In the running story below, change "facebook" to "Instagram" and write out the passage starting with "I was so out" and going on through "would run a 5K.".

TEXT SEGMENT>
_ _ _

Where It All Began

I believe it’s been a year since I found myself running regularly.  It all began when I saw myself in a picture that was taken at my husband’s family reunion.  I looked frumpy, unhappy and uncomfortable in my own skin.  It was after seeing that picture that I forced myself on the treadmill everyday.

I was so out of shape I could barely walk let alone run.  The Couch to 5K app on my iPhone helped me to get started slowly.  With the program’s walking and running combinations I was able to succeed.  Some weeks of the training program I needed to repeat, but eventually I was running 30 minutes without having to take a walking break.

It was at this point that I decided to sign up for a local 5K and run my first race.  I was constantly bombarded on facebook with other peoples’ post race photos.  In the past when seeing those pictures I would think to myself how long 3 miles was and that it was something I could never do.  One day my train of thought changed from self-deprecation to jealousy.  Now I wanted to do what they were doing.  I wanted to run a 5K and pictorially brag about it on facebook.   My goal was set.  I would run a 5K.

I started my treadmill adventures in June 2010 and ran my first 5K the following October.  I pulled myself off the couch and worked hard for 4 months and I was finally ready to run my first race.  After arriving at the race I placed myself in the proper spot at the starting line and waited for the horn to signal the start.  As I crossed the starting line my throat tightened and tears were slowly making their way down my cheeks.  I WAS DOING IT.  I was doing something I once thought was never possible.  I set a goal and I was at the beginning of making it happen.  I ran that 5K race with my whole heart and soul.  It was physically and mentally taxing, but it felt good. I couldn’t help but smile and show my appreciation to each race volunteer I passed.  I crossed the finish line and I was in disbelief that it was over, that I did it.

_ _ _

DATA PROVIDED>

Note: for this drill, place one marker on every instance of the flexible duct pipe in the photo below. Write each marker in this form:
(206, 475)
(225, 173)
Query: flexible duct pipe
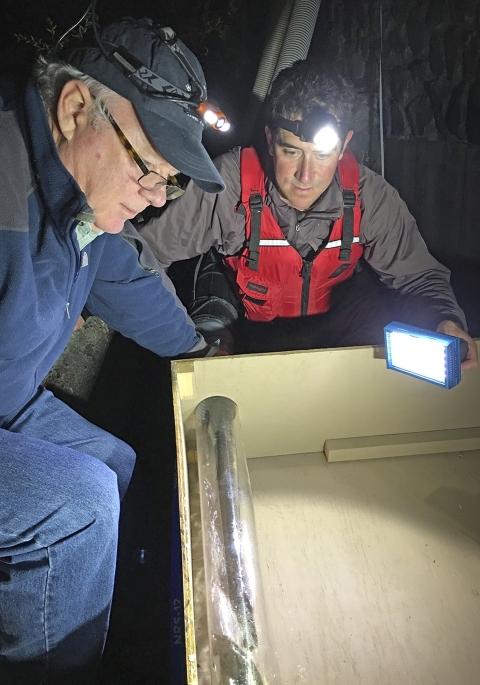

_ _ _

SOLUTION TO THE EXERCISE>
I was so out of shape I could barely walk let alone run.  The Couch to 5K app on my iPhone helped me to get started slowly.  With the program’s walking and running combinations I was able to succeed.  Some weeks of the training program I needed to repeat, but eventually I was running 30 minutes without having to take a walking break.

It was at this point that I decided to sign up for a local 5K and run my first race.  I was constantly bombarded on Instagram with other peoples’ post race photos.  In the past when seeing those pictures I would think to myself how long 3 miles was and that it was something I could never do.  One day my train of thought changed from self-deprecation to jealousy.  Now I wanted to do what they were doing.  I wanted to run a 5K and pictorially brag about it on Instagram.   My goal was set.  I would run a 5K.